RIFLESSIONE A MARGINE SU POETI
di Giorgio Linguaglossa
La mia non è una recensione né una
nota di lettura ma una riflessione a margine.
In questo
libro di poesia Angelo Gaccione parla su e intorno a trenta poeti del Novecento.
È un parlare ramingo, erraneo, dove non c’è né inizio né fine, dove il titolo
non è un vero titolo e l’ “io” non è che un io che finge di essere l’autore del
testo; e il testo è un senza margini e si involge su se stesso seguendo il
meccanismo della trottola; il racconto è impossibile perché qui il rendiconto,
l’enumerazione, la contabilità – che i medici e la legge esigono con il loro
interrogare – contagia anche il discorso poetico, e, poiché ogni volta il
raccontare si chiude in un render conto, il senso possibile e attingibile ogni
volta rischia di venire tradito, finisce in un significante che rimanda ad un
altro significante e così via. La legge e il dare alla luce una composizione
poetica che parla di un’altra composizione poetica di un altro autore del
passato obbediscono allo stesso movimento, della fantasia e della ragione. È un
movimento riflettente che obbedisce alla ratio della mimesis. L’ordine del giorno è anche questo, ci chiede
continuamente di interrogare una presunta realtà. Interrogando i poeti che ci
hanno preceduto ci si sottomette alla stessa dialettica dell’interrogazione,
alla sua ratio profonda. E l’interrogazione diventa «oscena» ha scritto una volta
Slavoj Zizek, perché assomiglia ad un parlare di un fantasma con altri
fantasmi. Levinas ha detto una volta che «fare un racconto, parlare, è già un
redigere un rapporto di polizia». La verità della poesia è in questo teatro, in
questo voler sfuggire al giogo del racconto, quando invece ogni racconto
assomiglia, nel suo linguaggio, nella sua postura e nel suo stile, al referto
di un medico legale dopo che ha finito la vivisezione di un cadavere.

REQUISITI DEL COMPITO :: Citi fedelmente la parte della riflessione su Poeti che va da "RIFLESSIONE A MARGINE SU" a "poeti del Novecento.". Le voci riportate di seguito provengono da una fonte diversa.

MATERIALE FORNITO ::
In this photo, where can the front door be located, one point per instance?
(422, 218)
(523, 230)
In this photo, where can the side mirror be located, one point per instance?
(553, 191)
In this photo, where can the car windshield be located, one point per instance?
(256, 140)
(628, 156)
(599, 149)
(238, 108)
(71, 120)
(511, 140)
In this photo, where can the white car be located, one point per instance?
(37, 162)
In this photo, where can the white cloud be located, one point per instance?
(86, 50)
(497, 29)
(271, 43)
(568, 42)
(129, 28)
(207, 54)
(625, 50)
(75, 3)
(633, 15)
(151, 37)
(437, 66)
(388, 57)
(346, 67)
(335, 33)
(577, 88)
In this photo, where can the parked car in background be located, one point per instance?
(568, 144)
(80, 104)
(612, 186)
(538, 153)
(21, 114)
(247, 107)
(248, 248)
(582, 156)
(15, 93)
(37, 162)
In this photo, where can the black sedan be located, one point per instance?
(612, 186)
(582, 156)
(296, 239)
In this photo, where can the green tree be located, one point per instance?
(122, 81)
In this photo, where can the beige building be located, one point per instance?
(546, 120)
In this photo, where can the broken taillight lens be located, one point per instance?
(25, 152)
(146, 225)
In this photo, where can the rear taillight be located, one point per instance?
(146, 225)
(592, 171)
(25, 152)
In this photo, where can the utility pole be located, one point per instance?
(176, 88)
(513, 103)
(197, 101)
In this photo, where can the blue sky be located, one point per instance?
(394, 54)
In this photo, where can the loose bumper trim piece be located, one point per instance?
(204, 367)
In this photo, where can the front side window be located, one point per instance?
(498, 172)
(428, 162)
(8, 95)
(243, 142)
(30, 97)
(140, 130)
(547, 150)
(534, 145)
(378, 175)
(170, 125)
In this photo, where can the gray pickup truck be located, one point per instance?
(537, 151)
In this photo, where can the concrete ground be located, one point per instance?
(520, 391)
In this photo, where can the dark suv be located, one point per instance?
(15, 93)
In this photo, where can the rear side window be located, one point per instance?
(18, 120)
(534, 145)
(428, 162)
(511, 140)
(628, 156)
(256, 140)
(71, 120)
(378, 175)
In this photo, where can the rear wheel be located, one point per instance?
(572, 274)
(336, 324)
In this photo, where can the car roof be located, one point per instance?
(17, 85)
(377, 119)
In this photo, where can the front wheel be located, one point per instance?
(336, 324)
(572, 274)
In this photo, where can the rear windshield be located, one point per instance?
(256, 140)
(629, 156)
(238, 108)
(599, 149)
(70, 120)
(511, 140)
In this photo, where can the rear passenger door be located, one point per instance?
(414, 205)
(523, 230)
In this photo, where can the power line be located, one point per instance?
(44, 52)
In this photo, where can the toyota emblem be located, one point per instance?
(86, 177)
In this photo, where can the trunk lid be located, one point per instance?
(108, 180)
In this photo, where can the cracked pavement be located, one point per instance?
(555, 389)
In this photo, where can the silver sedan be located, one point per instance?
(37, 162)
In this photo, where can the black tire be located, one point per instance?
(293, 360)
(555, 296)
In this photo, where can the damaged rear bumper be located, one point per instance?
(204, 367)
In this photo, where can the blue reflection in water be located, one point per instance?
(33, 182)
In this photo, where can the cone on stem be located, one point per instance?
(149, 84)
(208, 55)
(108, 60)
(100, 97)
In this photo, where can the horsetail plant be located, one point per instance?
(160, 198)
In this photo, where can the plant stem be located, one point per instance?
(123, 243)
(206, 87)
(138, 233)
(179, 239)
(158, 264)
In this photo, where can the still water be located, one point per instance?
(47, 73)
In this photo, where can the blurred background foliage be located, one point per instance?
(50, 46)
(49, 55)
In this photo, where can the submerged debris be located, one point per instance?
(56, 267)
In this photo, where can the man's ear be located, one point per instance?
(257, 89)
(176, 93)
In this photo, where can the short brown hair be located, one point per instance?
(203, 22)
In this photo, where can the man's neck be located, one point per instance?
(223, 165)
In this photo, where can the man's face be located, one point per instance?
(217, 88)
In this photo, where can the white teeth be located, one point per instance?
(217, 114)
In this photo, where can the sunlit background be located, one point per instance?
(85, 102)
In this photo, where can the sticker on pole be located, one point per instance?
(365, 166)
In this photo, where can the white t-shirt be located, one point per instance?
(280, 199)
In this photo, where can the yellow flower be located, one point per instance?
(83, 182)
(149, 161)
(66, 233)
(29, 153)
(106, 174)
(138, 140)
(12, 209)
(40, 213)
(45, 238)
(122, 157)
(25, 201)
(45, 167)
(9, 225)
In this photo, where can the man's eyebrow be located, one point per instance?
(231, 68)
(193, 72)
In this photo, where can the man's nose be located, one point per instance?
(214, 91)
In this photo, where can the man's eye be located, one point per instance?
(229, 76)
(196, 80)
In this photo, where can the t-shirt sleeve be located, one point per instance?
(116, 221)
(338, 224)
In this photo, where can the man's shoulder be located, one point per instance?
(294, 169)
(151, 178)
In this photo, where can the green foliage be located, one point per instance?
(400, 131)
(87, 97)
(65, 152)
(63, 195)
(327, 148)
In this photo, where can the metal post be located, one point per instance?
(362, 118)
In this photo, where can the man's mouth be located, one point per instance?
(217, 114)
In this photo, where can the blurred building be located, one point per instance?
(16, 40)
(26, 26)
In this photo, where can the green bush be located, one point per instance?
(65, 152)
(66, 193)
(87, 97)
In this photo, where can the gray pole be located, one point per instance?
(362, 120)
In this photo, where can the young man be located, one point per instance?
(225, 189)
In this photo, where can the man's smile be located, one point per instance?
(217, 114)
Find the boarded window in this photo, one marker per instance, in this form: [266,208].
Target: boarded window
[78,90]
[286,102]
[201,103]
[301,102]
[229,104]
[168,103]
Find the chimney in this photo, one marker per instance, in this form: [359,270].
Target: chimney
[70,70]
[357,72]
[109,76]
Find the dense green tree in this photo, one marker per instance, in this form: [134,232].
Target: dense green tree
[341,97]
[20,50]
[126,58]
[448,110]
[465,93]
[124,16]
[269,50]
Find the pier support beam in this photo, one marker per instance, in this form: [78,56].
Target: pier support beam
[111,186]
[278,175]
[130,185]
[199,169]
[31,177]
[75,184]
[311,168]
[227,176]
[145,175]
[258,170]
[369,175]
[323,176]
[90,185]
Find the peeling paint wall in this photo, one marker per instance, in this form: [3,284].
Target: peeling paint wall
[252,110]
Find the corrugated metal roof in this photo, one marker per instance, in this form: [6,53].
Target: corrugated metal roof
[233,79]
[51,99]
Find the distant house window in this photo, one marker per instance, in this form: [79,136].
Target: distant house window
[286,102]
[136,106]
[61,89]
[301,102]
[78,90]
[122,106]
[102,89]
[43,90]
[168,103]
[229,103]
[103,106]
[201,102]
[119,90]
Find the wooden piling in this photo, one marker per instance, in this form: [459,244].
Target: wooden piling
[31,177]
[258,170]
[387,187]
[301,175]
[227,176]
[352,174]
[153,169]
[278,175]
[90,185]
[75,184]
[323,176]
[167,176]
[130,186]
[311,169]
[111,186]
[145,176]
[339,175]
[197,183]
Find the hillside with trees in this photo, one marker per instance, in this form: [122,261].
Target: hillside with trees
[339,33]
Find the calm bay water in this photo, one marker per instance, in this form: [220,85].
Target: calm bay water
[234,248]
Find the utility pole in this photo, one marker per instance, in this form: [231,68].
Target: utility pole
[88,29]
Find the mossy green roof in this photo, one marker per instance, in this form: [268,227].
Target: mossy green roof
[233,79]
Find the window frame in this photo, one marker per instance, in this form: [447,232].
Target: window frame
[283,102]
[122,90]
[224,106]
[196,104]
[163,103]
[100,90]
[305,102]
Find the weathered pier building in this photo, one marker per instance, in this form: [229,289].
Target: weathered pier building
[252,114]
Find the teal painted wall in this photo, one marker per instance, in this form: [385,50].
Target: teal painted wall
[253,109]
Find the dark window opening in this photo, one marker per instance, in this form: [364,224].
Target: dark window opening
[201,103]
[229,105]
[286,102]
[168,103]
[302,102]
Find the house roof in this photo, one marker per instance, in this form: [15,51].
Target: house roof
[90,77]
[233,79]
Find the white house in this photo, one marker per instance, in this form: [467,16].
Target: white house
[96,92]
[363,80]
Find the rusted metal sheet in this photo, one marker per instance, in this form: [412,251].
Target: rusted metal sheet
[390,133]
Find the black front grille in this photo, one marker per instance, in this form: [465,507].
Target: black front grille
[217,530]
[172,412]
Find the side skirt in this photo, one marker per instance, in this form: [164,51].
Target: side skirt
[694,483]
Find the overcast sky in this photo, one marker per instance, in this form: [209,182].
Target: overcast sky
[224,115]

ESITO DEL COMPITO ::
RIFLESSIONE A MARGINE SU POETI
di Giorgio Linguaglossa
La mia non è una recensione né una
nota di lettura ma una riflessione a margine.
In questo
libro di poesia Angelo Gaccione parla su e intorno a trenta poeti del Novecento.